§ PAGE EXTRACT:
Biden Cuts Sentence for Ex-CEO Behind $19M Nursing Home Fraud
President Joe Biden has commuted the sentence of James Burkhart, a former Indiana healthcare executive who orchestrated a $19.4 million fraud scheme involving nursing homes owned by Marion County’s public health system. The decision was part of what the White House described as the largest single-day act of clemency in modern history, with Biden commuting sentences for nearly 1,500 individuals.
As the former CEO of American Senior Communities, Burkhart and his co-conspirators ran an elaborate scheme involving shell companies to siphon millions of dollars. The stolen funds were spent on luxury items such as private jets, vacation homes, diamond jewelry, and gold bars. Most of the stolen money came from Marion County’s Health & Hospital Corporation, a public health agency that owns nursing homes and operates Eskenazi Hospital.
Burkhart, who pleaded guilty in 2018 to conspiracy to commit fraud, conspiracy to violate the health care anti-kickback statute, and money laundering, had been serving a 9.5-year sentence in federal prison.
Until his downfall, Burkhart was a powerful figure in Indiana’s healthcare industry. Thanks to a lucrative agreement between American Senior Communities and the Health & Hospital Corporation, Burkhart had access to millions of dollars in public money through extra Medicaid reimbursements available only to publicly owned nursing homes. While drawing a salary exceeding $1 million per year, Burkhart further enriched himself by skimming money through sham contracts.
The scale of his influence was also apparent in his political connections. Burkhart was a significant campaign donor to both Republicans and Democrats. An FBI informant who wore a wire recorded Burkhart boasting about his political spending, saying, “I spent a lot of money on politicians.”
His downfall began when the FBI raided his Carmel home in 2015, exposing the fraud scheme. Since then, Burkhart has been assigned to home confinement during the COVID-19 pandemic, a decision in line with federal efforts to reduce prison populations.
The White House and the U.S. Department of Justice did not provide individual explanations for commuted sentences. However, a fact sheet released by the White House stated that those granted clemency had been in home confinement for at least a year and had “successfully reintegrated into their families and communities.”
The Bureau of Prisons website confirms that Burkhart, now 60 years old, was under the supervision of the residential reentry management field office in Detroit. His official release date was set for September 22, 2025, but Biden’s commutation cuts that timeline short.
In total, President Biden commuted the sentences of 1,499 individuals who had been serving time at home and pardoned an additional 39 people, including one Indianapolis woman, for nonviolent offenses.
While Burkhart’s release has sparked significant attention, it marks another chapter in Biden’s broader effort to grant clemency to those serving sentences under extraordinary circumstances. For Burkhart, whose legacy is now tainted by scandal, the commutation marks the conclusion of a dramatic fall from power in Indiana’s healthcare industry.

§ DATASET RECORDS:
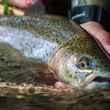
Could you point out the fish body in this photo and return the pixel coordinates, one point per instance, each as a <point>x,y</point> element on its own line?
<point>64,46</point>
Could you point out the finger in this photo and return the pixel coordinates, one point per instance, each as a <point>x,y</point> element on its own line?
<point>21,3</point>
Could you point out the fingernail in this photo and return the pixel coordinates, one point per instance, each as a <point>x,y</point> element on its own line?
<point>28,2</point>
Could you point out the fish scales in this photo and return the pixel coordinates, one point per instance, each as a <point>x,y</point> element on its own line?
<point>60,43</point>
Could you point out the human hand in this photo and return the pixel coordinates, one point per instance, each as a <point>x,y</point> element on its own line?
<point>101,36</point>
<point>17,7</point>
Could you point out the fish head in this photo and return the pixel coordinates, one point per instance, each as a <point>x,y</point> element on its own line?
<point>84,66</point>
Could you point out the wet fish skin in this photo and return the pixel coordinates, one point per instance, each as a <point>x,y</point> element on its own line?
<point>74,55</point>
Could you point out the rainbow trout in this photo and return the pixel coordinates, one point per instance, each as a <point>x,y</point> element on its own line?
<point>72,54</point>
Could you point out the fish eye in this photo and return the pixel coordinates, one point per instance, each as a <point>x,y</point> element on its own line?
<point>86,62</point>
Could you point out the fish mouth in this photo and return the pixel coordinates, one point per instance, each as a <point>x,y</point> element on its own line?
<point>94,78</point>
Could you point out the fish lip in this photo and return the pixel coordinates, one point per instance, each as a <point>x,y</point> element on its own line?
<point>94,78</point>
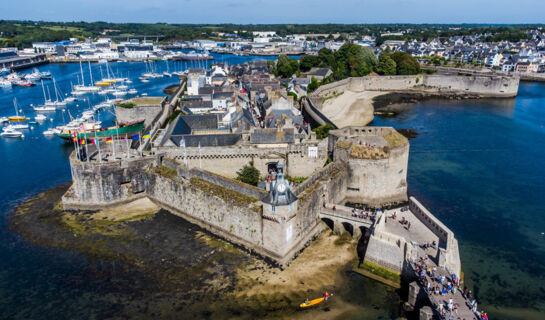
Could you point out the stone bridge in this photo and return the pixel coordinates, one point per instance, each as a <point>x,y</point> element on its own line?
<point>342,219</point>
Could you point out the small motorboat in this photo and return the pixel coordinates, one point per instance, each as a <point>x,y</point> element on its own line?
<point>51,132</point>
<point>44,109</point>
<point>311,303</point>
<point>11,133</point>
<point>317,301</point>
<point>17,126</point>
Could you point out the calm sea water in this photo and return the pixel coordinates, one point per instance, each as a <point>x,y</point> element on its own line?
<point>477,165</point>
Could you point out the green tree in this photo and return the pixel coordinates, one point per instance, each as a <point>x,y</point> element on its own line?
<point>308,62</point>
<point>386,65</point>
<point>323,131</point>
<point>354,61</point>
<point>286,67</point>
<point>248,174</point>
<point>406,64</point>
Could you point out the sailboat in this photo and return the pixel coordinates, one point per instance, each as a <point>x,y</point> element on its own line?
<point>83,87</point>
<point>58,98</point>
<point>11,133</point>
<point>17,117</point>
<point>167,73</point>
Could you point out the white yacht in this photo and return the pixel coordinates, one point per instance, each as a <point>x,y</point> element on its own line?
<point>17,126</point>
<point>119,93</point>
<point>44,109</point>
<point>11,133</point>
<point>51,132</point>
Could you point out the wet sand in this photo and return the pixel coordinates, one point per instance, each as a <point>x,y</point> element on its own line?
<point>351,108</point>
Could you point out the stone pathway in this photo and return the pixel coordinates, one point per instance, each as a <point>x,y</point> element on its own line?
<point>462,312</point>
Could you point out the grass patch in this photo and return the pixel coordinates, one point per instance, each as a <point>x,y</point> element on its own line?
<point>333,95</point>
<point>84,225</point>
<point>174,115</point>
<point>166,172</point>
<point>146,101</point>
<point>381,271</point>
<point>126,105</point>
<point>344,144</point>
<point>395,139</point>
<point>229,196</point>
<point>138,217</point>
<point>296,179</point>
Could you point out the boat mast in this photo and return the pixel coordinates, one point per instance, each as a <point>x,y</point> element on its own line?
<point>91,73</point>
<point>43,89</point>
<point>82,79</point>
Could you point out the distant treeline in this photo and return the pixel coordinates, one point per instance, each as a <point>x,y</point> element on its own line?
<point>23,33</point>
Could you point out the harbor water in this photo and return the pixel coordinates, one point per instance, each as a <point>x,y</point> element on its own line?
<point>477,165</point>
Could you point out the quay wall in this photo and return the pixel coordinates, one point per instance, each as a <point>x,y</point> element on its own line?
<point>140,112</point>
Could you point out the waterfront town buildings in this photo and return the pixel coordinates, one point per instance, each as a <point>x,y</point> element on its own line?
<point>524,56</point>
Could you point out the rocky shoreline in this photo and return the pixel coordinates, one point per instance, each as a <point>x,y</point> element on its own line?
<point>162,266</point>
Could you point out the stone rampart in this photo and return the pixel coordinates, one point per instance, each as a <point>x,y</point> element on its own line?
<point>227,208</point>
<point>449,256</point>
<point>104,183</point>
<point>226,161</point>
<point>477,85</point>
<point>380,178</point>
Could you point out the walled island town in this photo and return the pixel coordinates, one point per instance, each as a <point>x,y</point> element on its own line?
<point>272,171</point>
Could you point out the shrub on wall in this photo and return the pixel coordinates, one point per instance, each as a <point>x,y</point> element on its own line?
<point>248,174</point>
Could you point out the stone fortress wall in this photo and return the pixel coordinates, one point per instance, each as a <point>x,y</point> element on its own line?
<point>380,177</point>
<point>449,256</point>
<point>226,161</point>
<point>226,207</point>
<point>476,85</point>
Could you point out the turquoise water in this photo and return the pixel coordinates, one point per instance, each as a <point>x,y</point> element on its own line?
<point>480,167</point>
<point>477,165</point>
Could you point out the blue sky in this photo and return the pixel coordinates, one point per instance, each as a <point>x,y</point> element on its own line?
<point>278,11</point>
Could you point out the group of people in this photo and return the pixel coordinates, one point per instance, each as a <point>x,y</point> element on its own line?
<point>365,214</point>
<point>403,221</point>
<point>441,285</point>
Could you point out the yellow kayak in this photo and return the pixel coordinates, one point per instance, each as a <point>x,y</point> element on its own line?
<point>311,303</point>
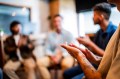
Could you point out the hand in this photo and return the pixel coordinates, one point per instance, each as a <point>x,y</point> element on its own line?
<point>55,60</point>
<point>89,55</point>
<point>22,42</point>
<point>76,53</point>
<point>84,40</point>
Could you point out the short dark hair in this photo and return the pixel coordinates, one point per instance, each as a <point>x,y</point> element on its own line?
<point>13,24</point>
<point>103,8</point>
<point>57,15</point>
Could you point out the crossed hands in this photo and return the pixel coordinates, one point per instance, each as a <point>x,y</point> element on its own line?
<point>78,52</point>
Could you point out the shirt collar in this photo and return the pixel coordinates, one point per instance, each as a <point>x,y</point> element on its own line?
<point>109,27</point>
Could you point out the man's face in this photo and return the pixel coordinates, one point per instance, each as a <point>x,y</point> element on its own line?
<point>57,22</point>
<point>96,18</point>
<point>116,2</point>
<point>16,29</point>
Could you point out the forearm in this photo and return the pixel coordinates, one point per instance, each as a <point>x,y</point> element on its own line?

§ TASKS:
(A) Write out the Burkhart clemency article word for word, everything from "The Bureau of" down to "power in Indiana’s healthcare industry.".
(B) According to the Burkhart clemency article, what was Burkhart's official release date before the commutation?
(C) List the luxury items that the Burkhart clemency article says the stolen funds were spent on.

§ RESPONSES TO THE EXERCISE:
(A)
The Bureau of Prisons website confirms that Burkhart, now 60 years old, was under the supervision of the residential reentry management field office in Detroit. His official release date was set for September 22, 2025, but Biden’s commutation cuts that timeline short.
In total, President Biden commuted the sentences of 1,499 individuals who had been serving time at home and pardoned an additional 39 people, including one Indianapolis woman, for nonviolent offenses.
While Burkhart’s release has sparked significant attention, it marks another chapter in Biden’s broader effort to grant clemency to those serving sentences under extraordinary circumstances. For Burkhart, whose legacy is now tainted by scandal, the commutation marks the conclusion of a dramatic fall from power in Indiana’s healthcare industry.

(B) September 22, 2025

(C) private jets, vacation homes, diamond jewelry, gold bars